> _DESCRIPTION OF THE TASK_:
Recast the listing below as a Markdown table with the columns "Row" and "Line", numbering each line in order and leaving out blank lines.

[DATA LINES start]

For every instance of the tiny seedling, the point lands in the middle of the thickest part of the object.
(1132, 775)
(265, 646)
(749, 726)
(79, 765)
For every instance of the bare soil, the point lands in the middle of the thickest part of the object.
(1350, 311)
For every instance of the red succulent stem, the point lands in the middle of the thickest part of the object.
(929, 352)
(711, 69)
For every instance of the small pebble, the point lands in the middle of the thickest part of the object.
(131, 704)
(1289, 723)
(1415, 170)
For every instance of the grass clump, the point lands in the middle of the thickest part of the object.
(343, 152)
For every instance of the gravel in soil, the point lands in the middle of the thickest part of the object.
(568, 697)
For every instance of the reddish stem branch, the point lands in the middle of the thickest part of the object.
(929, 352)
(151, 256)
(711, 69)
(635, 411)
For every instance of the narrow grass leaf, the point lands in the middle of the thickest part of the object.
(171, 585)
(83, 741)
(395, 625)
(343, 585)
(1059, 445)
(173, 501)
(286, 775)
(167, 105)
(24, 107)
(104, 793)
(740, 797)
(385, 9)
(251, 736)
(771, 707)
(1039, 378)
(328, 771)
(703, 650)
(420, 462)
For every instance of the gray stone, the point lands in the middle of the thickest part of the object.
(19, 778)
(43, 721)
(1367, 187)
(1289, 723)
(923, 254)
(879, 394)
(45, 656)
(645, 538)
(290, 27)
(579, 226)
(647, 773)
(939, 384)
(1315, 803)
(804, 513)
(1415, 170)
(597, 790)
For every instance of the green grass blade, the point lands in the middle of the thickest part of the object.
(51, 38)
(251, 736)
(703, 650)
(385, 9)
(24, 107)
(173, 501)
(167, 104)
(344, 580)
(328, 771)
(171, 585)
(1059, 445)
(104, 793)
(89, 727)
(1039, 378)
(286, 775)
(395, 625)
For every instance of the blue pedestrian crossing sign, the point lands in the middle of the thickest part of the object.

[DATA LINES end]

> _RESULT OF THIS TASK_:
| Row | Line |
|---|---|
| 1 | For every instance of the tiny seedling, the point lands in the middle of the thickest part of the object. |
| 2 | (1132, 775) |
| 3 | (265, 646) |
| 4 | (749, 726) |
| 5 | (79, 765) |
| 6 | For every instance of the bare soil, the point lands in the middle of the thickest part of the object. |
| 7 | (1350, 311) |
| 8 | For every instance of the red succulent stem, the point lands in the middle of the thickest part of the object. |
| 9 | (929, 352) |
| 10 | (711, 69) |
| 11 | For every instance of the small pebble, the point lands in the middle of the thickest part of the object. |
| 12 | (131, 704) |
| 13 | (1289, 723) |
| 14 | (1415, 170) |
| 15 | For every instance of the grass clump, the point lands in the middle of the thickest part of the object. |
| 16 | (343, 152) |
| 17 | For every instance of the gravel in soil, the point lands in the middle of the thickest part of the object. |
| 18 | (568, 697) |
| 19 | For every instance of the reddish stem branch, the point lands in the middle of the thickest part of the object. |
| 20 | (929, 352) |
| 21 | (151, 256) |
| 22 | (711, 69) |
| 23 | (635, 411) |
| 24 | For every instance of the narrow grass leaf, the point lands in the middle of the thickest part of the object. |
| 25 | (171, 585) |
| 26 | (83, 741) |
| 27 | (395, 625) |
| 28 | (343, 585) |
| 29 | (1059, 445) |
| 30 | (173, 501) |
| 31 | (286, 775) |
| 32 | (167, 105) |
| 33 | (24, 107) |
| 34 | (104, 793) |
| 35 | (740, 797) |
| 36 | (385, 9) |
| 37 | (251, 736) |
| 38 | (771, 707) |
| 39 | (1039, 378) |
| 40 | (328, 771) |
| 41 | (703, 650) |
| 42 | (420, 462) |
| 43 | For every instance of the gray stone, the point lands in the middle of the thickest part of the object. |
| 44 | (19, 778) |
| 45 | (43, 721) |
| 46 | (1367, 187) |
| 47 | (1289, 723) |
| 48 | (923, 254) |
| 49 | (879, 394) |
| 50 | (45, 656) |
| 51 | (645, 538) |
| 52 | (290, 27) |
| 53 | (579, 226) |
| 54 | (647, 773) |
| 55 | (939, 384) |
| 56 | (1315, 803) |
| 57 | (804, 513) |
| 58 | (1415, 170) |
| 59 | (597, 790) |
| 60 | For every instance of the green grass blade, the point lands in the middle of the thickest part of the object. |
| 61 | (51, 38) |
| 62 | (251, 736) |
| 63 | (703, 650) |
| 64 | (385, 9) |
| 65 | (24, 107) |
| 66 | (173, 501) |
| 67 | (167, 104) |
| 68 | (344, 580) |
| 69 | (328, 771) |
| 70 | (171, 585) |
| 71 | (1059, 445) |
| 72 | (104, 793) |
| 73 | (89, 727) |
| 74 | (1039, 378) |
| 75 | (286, 775) |
| 76 | (395, 625) |
| 77 | For every instance of the blue pedestrian crossing sign, the point lands in the middle of the thickest part of the object. |